- **Written exercise**
Output the full listing word for word.

- **Stored rows**

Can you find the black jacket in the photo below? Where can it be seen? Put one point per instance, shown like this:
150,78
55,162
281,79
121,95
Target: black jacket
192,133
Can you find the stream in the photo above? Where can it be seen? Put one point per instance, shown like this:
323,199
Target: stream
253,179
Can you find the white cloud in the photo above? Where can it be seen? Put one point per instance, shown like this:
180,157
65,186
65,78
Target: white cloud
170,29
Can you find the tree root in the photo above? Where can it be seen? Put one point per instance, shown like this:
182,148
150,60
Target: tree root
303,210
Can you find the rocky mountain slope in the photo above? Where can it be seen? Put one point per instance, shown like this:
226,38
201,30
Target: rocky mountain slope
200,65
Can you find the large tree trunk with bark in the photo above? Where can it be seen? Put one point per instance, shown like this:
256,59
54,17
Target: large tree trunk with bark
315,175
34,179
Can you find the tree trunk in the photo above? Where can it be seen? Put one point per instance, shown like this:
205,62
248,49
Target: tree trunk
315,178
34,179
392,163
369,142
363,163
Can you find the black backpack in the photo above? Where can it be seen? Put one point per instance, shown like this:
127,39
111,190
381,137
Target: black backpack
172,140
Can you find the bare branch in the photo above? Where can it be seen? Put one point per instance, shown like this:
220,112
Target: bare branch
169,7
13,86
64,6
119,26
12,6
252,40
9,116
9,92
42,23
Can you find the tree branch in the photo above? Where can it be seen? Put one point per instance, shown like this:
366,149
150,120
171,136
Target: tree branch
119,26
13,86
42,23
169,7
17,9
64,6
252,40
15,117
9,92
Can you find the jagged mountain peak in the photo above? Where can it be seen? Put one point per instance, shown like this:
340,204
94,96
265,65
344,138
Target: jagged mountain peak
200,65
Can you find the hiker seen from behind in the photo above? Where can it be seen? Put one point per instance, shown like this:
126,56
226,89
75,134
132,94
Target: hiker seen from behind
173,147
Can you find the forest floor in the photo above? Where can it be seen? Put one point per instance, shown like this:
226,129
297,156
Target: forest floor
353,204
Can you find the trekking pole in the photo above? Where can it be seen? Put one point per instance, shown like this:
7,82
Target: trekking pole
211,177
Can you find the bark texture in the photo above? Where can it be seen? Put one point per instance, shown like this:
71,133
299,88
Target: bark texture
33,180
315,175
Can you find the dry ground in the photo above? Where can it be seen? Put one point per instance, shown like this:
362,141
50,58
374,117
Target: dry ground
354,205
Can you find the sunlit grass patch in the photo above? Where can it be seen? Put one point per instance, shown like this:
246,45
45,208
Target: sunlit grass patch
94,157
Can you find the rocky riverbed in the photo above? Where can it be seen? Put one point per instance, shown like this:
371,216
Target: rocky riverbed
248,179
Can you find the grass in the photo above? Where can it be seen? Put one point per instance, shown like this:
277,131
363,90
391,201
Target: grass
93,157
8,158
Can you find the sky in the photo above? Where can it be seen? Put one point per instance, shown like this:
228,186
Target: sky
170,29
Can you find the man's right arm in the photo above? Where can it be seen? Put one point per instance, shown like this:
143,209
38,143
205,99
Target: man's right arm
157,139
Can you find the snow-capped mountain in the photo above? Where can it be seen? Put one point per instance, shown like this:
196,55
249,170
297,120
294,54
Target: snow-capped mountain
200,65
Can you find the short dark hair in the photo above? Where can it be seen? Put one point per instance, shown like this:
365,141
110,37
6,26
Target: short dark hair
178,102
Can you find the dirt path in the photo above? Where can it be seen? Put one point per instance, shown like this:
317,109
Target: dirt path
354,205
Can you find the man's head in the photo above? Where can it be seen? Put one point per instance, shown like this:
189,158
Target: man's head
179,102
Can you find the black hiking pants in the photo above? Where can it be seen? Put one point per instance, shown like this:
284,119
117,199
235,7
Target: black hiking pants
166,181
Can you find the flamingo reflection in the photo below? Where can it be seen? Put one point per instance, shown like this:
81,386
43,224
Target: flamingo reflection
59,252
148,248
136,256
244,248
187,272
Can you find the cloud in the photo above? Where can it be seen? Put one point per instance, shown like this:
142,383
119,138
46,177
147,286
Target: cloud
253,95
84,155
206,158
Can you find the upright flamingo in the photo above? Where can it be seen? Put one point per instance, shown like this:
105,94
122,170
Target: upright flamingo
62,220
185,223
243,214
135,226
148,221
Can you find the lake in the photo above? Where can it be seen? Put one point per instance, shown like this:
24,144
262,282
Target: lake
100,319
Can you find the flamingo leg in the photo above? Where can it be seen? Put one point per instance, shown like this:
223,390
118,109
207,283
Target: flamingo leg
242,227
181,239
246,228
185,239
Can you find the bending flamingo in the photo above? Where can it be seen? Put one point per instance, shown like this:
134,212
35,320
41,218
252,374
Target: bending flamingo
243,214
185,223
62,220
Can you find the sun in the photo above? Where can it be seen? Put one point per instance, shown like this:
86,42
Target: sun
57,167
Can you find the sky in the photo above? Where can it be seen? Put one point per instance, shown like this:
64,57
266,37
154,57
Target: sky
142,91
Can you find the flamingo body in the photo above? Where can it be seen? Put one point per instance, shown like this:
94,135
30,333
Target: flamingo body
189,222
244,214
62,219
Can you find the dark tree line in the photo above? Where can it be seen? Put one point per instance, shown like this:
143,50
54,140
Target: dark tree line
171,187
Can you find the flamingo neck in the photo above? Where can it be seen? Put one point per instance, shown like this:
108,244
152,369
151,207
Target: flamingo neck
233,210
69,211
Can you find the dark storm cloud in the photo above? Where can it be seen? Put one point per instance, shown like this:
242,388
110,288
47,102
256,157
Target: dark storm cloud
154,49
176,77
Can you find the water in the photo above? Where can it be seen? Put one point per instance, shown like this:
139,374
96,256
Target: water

- **The solution**
Can you find the black jacket in the photo below? Where can it be seen? Put one point per instance, shown like this:
150,78
55,162
281,79
121,95
Target: black jacket
192,133
Can you find the stream in the photo above? Where can it be seen? Put one point per instance, shown like this:
323,199
Target: stream
253,179
Can you find the white cloud in the photo above? Where can it be seen? Put one point per instance, shown like this:
180,157
65,186
65,78
Target: white cloud
170,29
Can you find the tree root in the photo above? Where can it be seen? Put one point per instance, shown like this:
182,148
150,60
Target: tree root
303,210
Can you find the rocky mountain slope in the photo above? Where can it be seen? Put one point per instance, shown like this:
226,38
201,30
Target: rocky mountain slope
200,65
Can you find the large tree trunk with bark in the photo above? Where can it be seen? Put one point per instance, shown like this:
256,59
54,17
Target: large tree trunk with bark
315,175
34,179
Can you find the tree trunk in the photo above? Where can it be seen? Put one point per instance, shown like this:
205,62
248,49
Target: tree trunk
315,178
34,179
392,163
369,142
363,163
Can you find the black backpack in the photo above? Where can it be seen? Put one point per instance, shown like this:
127,39
111,190
381,137
Target: black backpack
172,140
Can you find the bare branch in the photo above? Where can it be seen? Put one point per instance, shown like this:
220,112
Target: bare branch
169,7
13,86
64,6
119,26
12,6
252,40
9,116
9,92
42,23
Can you find the tree branch in the photo above? Where can it be seen? Put one point per instance, shown like this:
366,149
150,120
171,136
Target: tree branch
119,26
13,86
42,23
169,7
17,9
64,6
252,40
15,117
9,92
Can you find the jagged mountain peak in the photo above? Where can it be seen? Put one point per instance, shown like this:
340,204
94,96
265,65
344,138
Target: jagged mountain peak
200,65
Can you find the hiker seen from behind in the photo above? Where can it be seen? Put one point per instance, shown like this:
126,56
226,89
75,134
132,94
Target: hiker seen from behind
173,147
Can you find the forest floor in the photo above? Where can it be seen? Put one point per instance, shown like this:
226,129
297,156
Target: forest floor
353,204
Can you find the trekking pole in the photo above? Where can it be seen? Put one point per instance, shown like this:
7,82
Target: trekking pole
211,177
Can you find the bark texture in the photo above? Where can it be seen? Put one point per instance, shown like this:
71,133
299,88
Target: bark texture
33,180
315,175
Can you find the dry ground in the photo above? Where can it be seen? Put one point per instance, shown like this:
362,141
50,58
374,117
Target: dry ground
354,205
Can you find the sunlit grass patch in the photo above? Where can it be seen? Put one point per instance, shown like this:
246,45
45,208
Target: sunlit grass patch
94,157
Can you find the rocky riverbed in the photo above? Where can it be seen? Put one point per instance, shown like this:
371,216
Target: rocky riverbed
248,179
Can you find the grass in the photo above? Where can it be seen? Put one point per instance, shown like this:
277,131
363,90
391,201
Target: grass
93,157
8,158
Can you find the sky in the photo above? Where can it be seen? Put one point per instance, shown like this:
228,186
Target: sky
170,29
Can you find the man's right arm in the photo above? Where can it be seen? Put one point per instance, shown like this:
143,209
38,143
205,99
Target: man's right arm
157,139
Can you find the snow-capped mountain in the photo above? Where can it be seen? Put one point per instance, shown like this:
196,55
249,170
297,120
294,54
Target: snow-capped mountain
200,65
Can you find the short dark hair in the photo above? Where can it be seen? Put one point per instance, shown like this:
365,141
110,37
6,26
Target: short dark hair
178,102
Can you find the dirt path in the photo above? Where can it be seen? Put one point per instance, shown like this:
317,109
Target: dirt path
354,205
Can you find the man's head in the photo above? Where can it be seen? Put one point per instance, shown like this:
189,158
Target: man's head
179,102
Can you find the black hiking pants in the photo above? Where can it be seen? Put one point per instance, shown like this:
284,119
117,199
235,7
Target: black hiking pants
166,181
Can you find the flamingo reflection in the photo below? Where can it be seen? Put one point per instance, shown like this:
81,386
43,224
Target: flamingo reflection
59,252
148,248
136,256
244,248
187,272
Can you find the cloud in the photo above? Where can it be seen? Put one point per instance, shown like this:
142,383
119,138
46,177
147,286
Target: cloud
253,95
84,155
206,158
Can you find the upright flamingo in the photo above? Where can it be seen? Put one point per instance, shown like this:
105,94
122,170
Target: upright flamingo
62,220
185,223
243,214
135,226
148,221
Can you find the lake in the photo above? Where can it be seen? Put one point per instance, shown like this:
24,144
262,282
Target: lake
100,319
Can you find the flamingo leg in the photo above? Where can it be seen? Put one point per instance, shown like this:
223,390
118,109
207,283
Target: flamingo leg
242,227
181,239
246,228
185,239
Can you find the bending flamingo in the photo above? Where can it be seen? Put one point per instance, shown like this:
134,212
35,320
41,218
252,374
Target: bending flamingo
243,214
185,223
62,220
Can you find the sun in the photo above? Where can it be seen? Put one point per instance, shown like this:
86,42
Target: sun
57,167
Can you find the sky in the photo above? Where can it be seen? Put one point per instance, shown like this:
64,57
266,37
154,57
Target: sky
142,91
Can you find the flamingo body in the photo above? Where can it be seen? Put one point per instance, shown like this:
94,135
30,333
Target: flamingo body
189,222
244,214
62,219
Can you find the dark tree line in the photo above? Where can it be seen? Put one point per instance, shown like this:
143,50
54,140
Target: dark tree line
171,187
Can you find the flamingo neck in the photo above? Where can it be seen? Put one point per instance, shown like this:
108,244
152,369
151,207
Target: flamingo neck
233,210
69,211
Can you find the dark storm cloud in the photo above? Where can it be seen? Put one point per instance, shown like this:
242,388
110,288
47,102
256,157
Target: dark storm cloud
154,49
176,77
Can you find the water in the photo above? Where can it be seen? Put one point per instance, shown like this:
139,374
96,256
Target: water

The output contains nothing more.